***** Data listing *****

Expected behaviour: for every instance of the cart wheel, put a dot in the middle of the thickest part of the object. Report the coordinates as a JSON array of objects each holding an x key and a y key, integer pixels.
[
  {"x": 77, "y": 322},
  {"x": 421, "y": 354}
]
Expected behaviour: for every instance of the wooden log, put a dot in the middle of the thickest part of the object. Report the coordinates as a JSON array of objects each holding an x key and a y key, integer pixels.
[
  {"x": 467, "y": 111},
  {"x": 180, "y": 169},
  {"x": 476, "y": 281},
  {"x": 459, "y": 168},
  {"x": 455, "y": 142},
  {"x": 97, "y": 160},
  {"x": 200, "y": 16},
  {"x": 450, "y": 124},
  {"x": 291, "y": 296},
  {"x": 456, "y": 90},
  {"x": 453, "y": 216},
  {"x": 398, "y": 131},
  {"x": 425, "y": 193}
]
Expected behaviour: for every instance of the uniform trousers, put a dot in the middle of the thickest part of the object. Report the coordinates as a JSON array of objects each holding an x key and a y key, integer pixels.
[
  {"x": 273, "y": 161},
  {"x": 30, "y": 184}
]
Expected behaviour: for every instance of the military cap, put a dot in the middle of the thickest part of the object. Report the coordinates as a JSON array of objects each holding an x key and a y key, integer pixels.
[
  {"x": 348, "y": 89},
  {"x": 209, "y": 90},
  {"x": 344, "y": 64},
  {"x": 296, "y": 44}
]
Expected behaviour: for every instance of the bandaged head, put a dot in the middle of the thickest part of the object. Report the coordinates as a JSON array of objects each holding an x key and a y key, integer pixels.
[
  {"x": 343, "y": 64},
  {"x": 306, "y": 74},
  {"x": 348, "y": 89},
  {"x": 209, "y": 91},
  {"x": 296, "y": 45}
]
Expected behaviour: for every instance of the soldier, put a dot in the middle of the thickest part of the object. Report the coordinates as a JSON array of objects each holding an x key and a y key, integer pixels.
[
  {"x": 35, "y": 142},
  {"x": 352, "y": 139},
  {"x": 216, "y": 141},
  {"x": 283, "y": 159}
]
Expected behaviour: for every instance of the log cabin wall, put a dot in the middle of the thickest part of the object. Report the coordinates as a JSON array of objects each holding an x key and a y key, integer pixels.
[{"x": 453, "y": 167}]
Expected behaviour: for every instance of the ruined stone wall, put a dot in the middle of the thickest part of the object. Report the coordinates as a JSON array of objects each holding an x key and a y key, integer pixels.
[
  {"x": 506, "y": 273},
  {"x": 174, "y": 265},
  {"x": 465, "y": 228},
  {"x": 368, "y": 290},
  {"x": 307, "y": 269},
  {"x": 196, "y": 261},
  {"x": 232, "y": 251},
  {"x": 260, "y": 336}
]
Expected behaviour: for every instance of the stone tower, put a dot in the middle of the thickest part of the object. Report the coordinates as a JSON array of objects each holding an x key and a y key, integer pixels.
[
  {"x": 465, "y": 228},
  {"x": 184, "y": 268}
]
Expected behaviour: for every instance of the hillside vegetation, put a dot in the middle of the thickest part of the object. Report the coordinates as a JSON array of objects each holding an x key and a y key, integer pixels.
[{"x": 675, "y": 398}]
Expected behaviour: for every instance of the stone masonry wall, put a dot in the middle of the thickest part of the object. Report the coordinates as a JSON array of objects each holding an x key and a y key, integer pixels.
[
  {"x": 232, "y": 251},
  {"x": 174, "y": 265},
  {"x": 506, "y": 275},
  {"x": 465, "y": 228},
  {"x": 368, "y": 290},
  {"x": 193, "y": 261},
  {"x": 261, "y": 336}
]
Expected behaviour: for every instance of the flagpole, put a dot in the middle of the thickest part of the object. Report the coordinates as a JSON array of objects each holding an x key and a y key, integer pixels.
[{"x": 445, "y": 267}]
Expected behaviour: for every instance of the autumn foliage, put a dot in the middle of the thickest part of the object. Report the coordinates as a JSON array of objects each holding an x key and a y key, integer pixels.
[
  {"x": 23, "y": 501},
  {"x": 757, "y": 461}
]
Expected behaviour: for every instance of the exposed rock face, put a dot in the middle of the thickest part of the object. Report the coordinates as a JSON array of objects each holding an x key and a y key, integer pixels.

*****

What you should do: Transcription of the entire listing, word for word, is required.

Result of this task:
Expected behaviour: for every instance of the cart wheel, put a dot in the middle of the thickest part of the object. Report the coordinates as a JSON array of objects each holding an x key and a y key, integer pixels.
[
  {"x": 77, "y": 322},
  {"x": 421, "y": 354}
]
Expected behaviour: for every instance of the wooden log, put a dot in the middle of the thickest part of the object. Report the coordinates as a JSON array of objects each holding an x key and a y key, integer pixels.
[
  {"x": 467, "y": 111},
  {"x": 180, "y": 169},
  {"x": 476, "y": 281},
  {"x": 459, "y": 168},
  {"x": 455, "y": 142},
  {"x": 97, "y": 160},
  {"x": 200, "y": 16},
  {"x": 450, "y": 124},
  {"x": 291, "y": 296},
  {"x": 456, "y": 90},
  {"x": 453, "y": 216},
  {"x": 398, "y": 131},
  {"x": 425, "y": 193}
]
Expected behaviour: for every instance of the uniform trousers, put a dot in the middle of the thickest part of the object. Report the coordinates as a JSON array of objects each holding an x key and a y key, integer pixels.
[
  {"x": 273, "y": 161},
  {"x": 30, "y": 184}
]
Expected behaviour: for every instance of the military cap, put a dot in the middle of the thickest part of the object. Report the coordinates as a JSON array of objects each holding an x key and a y key, integer pixels.
[
  {"x": 348, "y": 89},
  {"x": 209, "y": 90},
  {"x": 344, "y": 64},
  {"x": 296, "y": 44}
]
Expected behaviour: for every instance of the bandaged head, put a dot in the middle of the thickest part of the object. Report the coordinates as a JSON array of objects each holding an x key and a y key, integer pixels.
[
  {"x": 343, "y": 64},
  {"x": 306, "y": 74},
  {"x": 348, "y": 89},
  {"x": 209, "y": 91},
  {"x": 296, "y": 45}
]
Expected behaviour: for every instance of the soldier, put a dot in the middle of the thickest part of the object. Report the coordinates as a JSON array of objects each holding an x key and a y key, integer pixels.
[
  {"x": 35, "y": 142},
  {"x": 352, "y": 139},
  {"x": 216, "y": 141},
  {"x": 283, "y": 159}
]
Expected behaviour: for every instance of the log cabin wall, put a dot in the middle of the thickest part of the object. Report the coordinates as a JSON array of objects each holding an x key and a y key, integer pixels.
[{"x": 453, "y": 167}]
Expected behaviour: for every instance of the ruined stone wall, put a dot in the middle of the thickest part of the object. Report the coordinates as a JSON array of objects each holding an x key and a y key, integer pixels.
[
  {"x": 506, "y": 273},
  {"x": 174, "y": 265},
  {"x": 465, "y": 228},
  {"x": 368, "y": 290},
  {"x": 307, "y": 269},
  {"x": 196, "y": 261},
  {"x": 232, "y": 251},
  {"x": 260, "y": 336}
]
Expected behaviour: for every instance of the stone tower, put a dot in the middle of the thickest part of the object. Report the coordinates as a JSON array of objects each holding an x key and a y key, integer pixels.
[
  {"x": 465, "y": 228},
  {"x": 184, "y": 268}
]
Expected behaviour: for every instance of the hillside vegetation, put a dot in the middle of the thickest part of the object. Report the coordinates as a JSON array of objects each holding an x key and a y key, integer pixels.
[{"x": 675, "y": 398}]
Expected behaviour: for every instance of the stone masonry wall, put a dot in the middle of the thickest part of the object. Report the coordinates as a JSON array of objects each holding an x key and a y key, integer pixels.
[
  {"x": 232, "y": 251},
  {"x": 174, "y": 265},
  {"x": 506, "y": 275},
  {"x": 465, "y": 228},
  {"x": 368, "y": 290},
  {"x": 193, "y": 261},
  {"x": 261, "y": 336}
]
Expected behaviour: for every instance of the flagpole, put a dot in the middle of the thickest part of the object. Report the coordinates as a JSON array of objects each holding an x key and a y key, integer pixels.
[{"x": 445, "y": 267}]
Expected behaviour: for every instance of the autumn foliage, put a dot in the middle of the thickest part of the object. Report the coordinates as a JSON array of objects each holding an x key and a y key, integer pixels.
[
  {"x": 23, "y": 501},
  {"x": 757, "y": 461}
]
Expected behaviour: for every instance of the exposed rock face, put a dot in the middle of the thickest part of the object. Report the coordinates as a JSON array of objects each holding an x key and a y key, integer pixels.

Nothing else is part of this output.